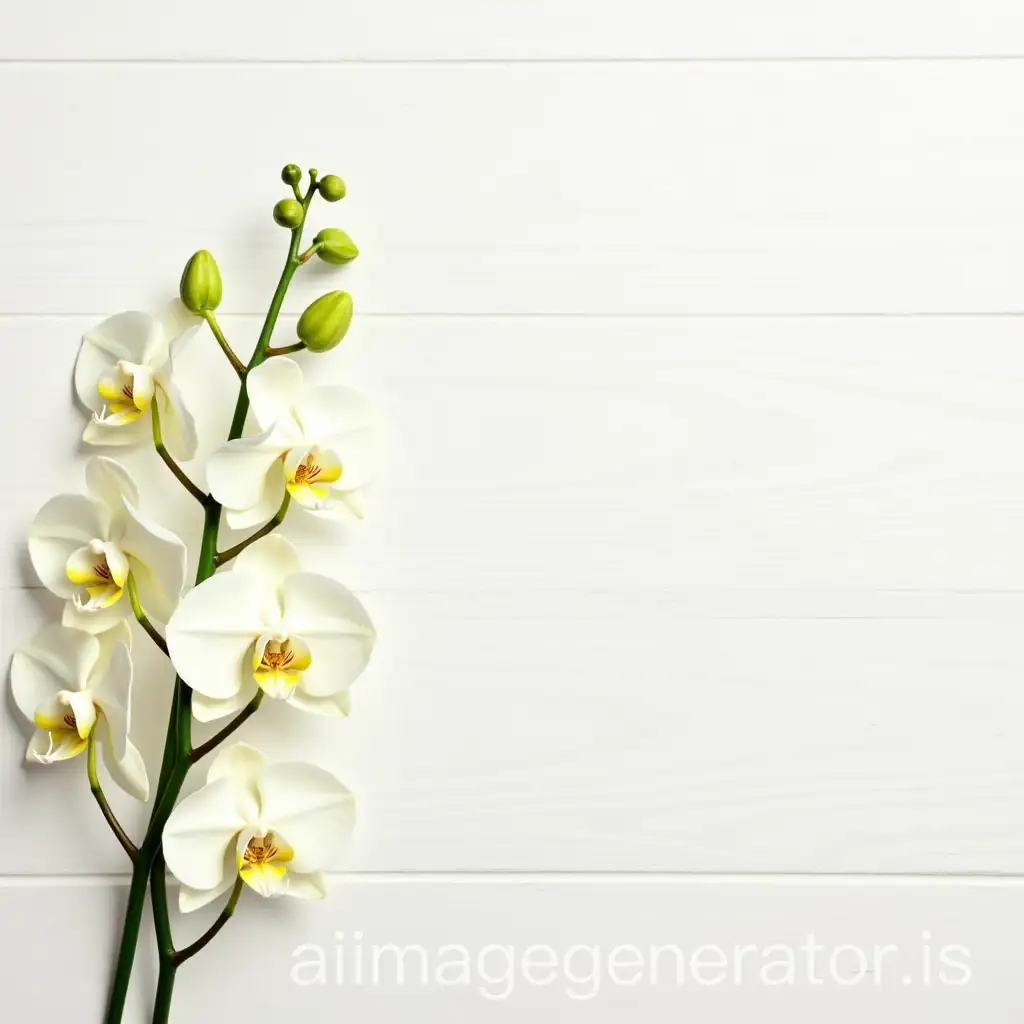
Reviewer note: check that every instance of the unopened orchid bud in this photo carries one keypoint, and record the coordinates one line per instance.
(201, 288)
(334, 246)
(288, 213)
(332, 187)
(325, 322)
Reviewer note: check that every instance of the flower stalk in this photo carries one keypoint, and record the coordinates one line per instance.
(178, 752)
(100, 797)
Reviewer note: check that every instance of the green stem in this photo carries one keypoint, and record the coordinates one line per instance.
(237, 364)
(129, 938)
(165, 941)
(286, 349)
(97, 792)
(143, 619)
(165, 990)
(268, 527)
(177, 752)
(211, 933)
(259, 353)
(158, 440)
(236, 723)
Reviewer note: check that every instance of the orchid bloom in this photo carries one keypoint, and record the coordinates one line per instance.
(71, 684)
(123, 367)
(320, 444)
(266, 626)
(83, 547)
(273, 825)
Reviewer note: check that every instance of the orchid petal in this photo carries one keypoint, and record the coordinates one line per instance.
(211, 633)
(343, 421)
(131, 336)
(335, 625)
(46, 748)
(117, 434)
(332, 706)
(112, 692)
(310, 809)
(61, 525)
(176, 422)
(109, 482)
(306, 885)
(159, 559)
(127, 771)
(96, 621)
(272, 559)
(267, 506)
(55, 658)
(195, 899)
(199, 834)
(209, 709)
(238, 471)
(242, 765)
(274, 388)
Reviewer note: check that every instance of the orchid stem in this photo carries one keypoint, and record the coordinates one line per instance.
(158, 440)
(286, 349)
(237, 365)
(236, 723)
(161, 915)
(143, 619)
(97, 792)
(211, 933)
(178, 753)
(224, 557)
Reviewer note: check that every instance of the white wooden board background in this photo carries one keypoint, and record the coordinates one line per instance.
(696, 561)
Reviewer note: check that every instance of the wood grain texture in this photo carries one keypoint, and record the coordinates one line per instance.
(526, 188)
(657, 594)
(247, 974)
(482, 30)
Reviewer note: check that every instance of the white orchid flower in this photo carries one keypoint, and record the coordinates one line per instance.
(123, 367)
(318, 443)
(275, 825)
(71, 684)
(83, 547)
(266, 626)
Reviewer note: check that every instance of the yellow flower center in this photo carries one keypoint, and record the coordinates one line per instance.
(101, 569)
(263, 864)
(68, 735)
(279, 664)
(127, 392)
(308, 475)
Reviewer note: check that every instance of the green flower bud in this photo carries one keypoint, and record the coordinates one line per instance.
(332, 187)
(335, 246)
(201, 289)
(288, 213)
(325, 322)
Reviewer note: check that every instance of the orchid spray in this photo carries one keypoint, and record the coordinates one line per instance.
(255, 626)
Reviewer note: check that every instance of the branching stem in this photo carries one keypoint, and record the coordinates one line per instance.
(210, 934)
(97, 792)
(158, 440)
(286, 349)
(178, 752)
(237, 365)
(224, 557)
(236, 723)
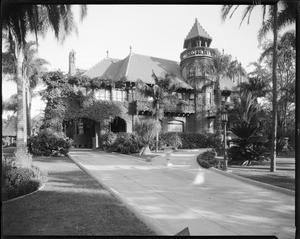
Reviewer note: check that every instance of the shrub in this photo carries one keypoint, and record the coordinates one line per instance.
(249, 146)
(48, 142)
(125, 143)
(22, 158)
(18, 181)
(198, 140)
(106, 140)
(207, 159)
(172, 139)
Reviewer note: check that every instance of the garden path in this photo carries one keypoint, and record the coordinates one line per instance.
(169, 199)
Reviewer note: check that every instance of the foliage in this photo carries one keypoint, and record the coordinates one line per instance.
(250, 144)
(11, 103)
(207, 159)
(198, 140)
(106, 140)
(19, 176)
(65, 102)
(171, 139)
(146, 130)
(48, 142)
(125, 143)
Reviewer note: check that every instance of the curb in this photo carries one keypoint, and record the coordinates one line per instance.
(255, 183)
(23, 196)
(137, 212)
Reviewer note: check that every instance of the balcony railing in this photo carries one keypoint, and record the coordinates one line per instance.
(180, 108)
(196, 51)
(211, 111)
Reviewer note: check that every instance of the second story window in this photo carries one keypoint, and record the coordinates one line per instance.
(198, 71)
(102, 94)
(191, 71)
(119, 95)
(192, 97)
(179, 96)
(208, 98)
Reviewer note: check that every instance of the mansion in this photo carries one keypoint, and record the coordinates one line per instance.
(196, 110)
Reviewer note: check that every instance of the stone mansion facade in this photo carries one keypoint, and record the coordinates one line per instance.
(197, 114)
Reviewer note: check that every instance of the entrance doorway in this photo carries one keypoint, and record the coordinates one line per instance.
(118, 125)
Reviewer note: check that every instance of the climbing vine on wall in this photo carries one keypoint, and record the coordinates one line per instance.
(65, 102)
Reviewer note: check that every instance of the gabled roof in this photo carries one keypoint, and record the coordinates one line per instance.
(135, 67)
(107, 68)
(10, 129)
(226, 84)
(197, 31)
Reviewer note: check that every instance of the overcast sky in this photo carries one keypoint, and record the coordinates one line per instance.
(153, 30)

........

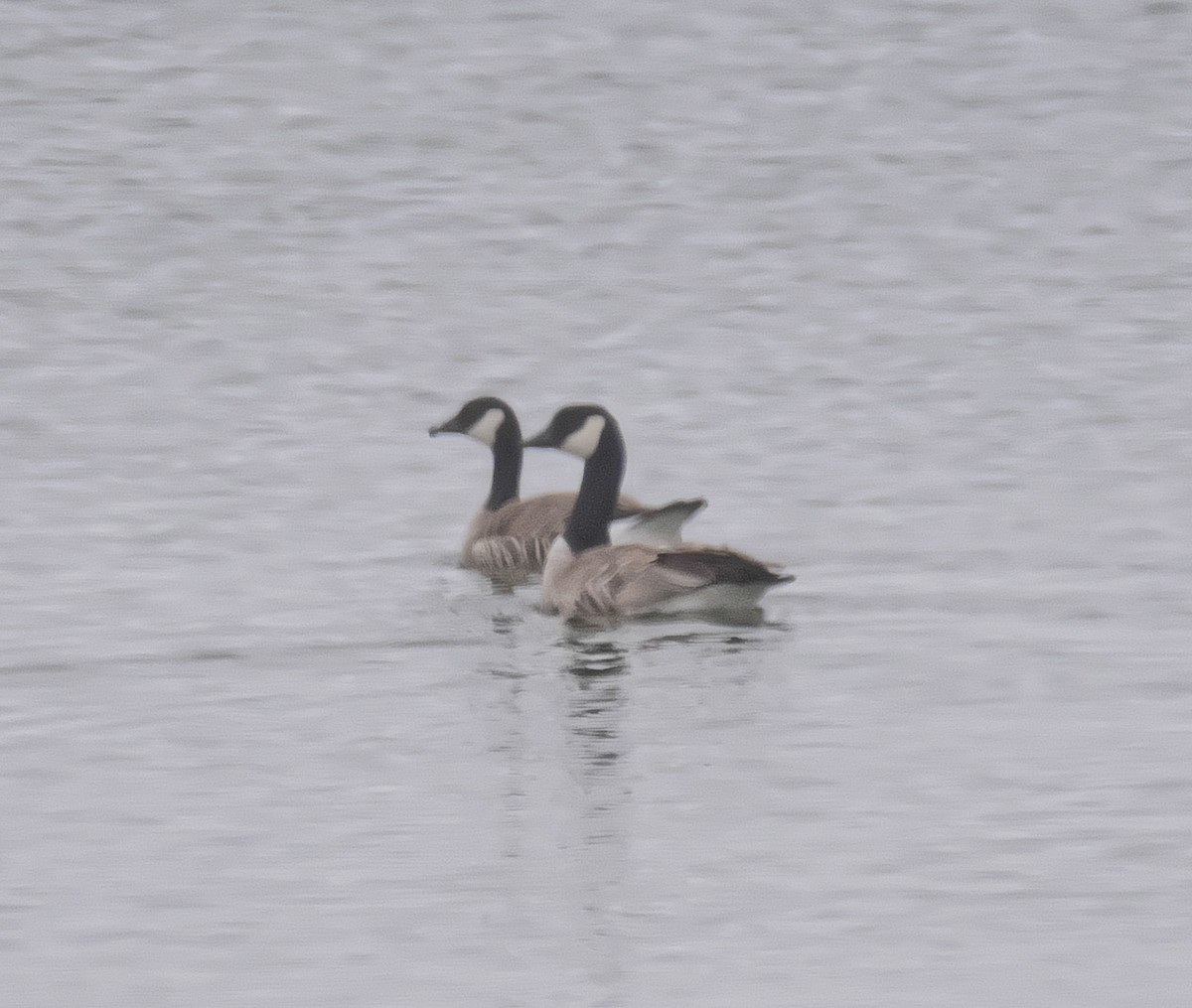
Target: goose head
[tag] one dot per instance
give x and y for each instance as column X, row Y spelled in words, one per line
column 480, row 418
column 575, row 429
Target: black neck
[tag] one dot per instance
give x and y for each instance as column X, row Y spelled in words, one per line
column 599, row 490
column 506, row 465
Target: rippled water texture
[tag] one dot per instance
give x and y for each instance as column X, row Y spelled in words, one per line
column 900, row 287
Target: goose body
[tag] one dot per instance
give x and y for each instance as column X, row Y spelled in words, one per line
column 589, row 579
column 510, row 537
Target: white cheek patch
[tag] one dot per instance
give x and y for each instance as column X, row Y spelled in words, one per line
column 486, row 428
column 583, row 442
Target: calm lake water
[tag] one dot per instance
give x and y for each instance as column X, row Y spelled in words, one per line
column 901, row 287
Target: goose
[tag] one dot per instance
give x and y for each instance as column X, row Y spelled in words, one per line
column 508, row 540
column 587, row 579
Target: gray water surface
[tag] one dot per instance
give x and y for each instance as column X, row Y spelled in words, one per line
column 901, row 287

........

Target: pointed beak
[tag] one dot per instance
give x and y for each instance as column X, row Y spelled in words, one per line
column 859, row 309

........

Task description: Reproduce the entries from the line with "Target: goose head" up to and including the line with "column 510, row 537", copying every line character for character.

Exercise response:
Target: goose head
[tag] one dot per instance
give x and y for each instance as column X, row Y spelled in words, one per line
column 480, row 418
column 575, row 429
Target: black neck
[tag] one dot per instance
give x and y for each instance as column X, row Y spelled in words, one per line
column 599, row 490
column 506, row 465
Target: rippled water texture
[tag] one dot per instance
give x and y for each instance as column X, row Y spelled in words, one per line
column 900, row 287
Target: goose body
[tag] one dot per instance
give x and y for each instance as column X, row Y spelled in words, one per line
column 589, row 579
column 510, row 537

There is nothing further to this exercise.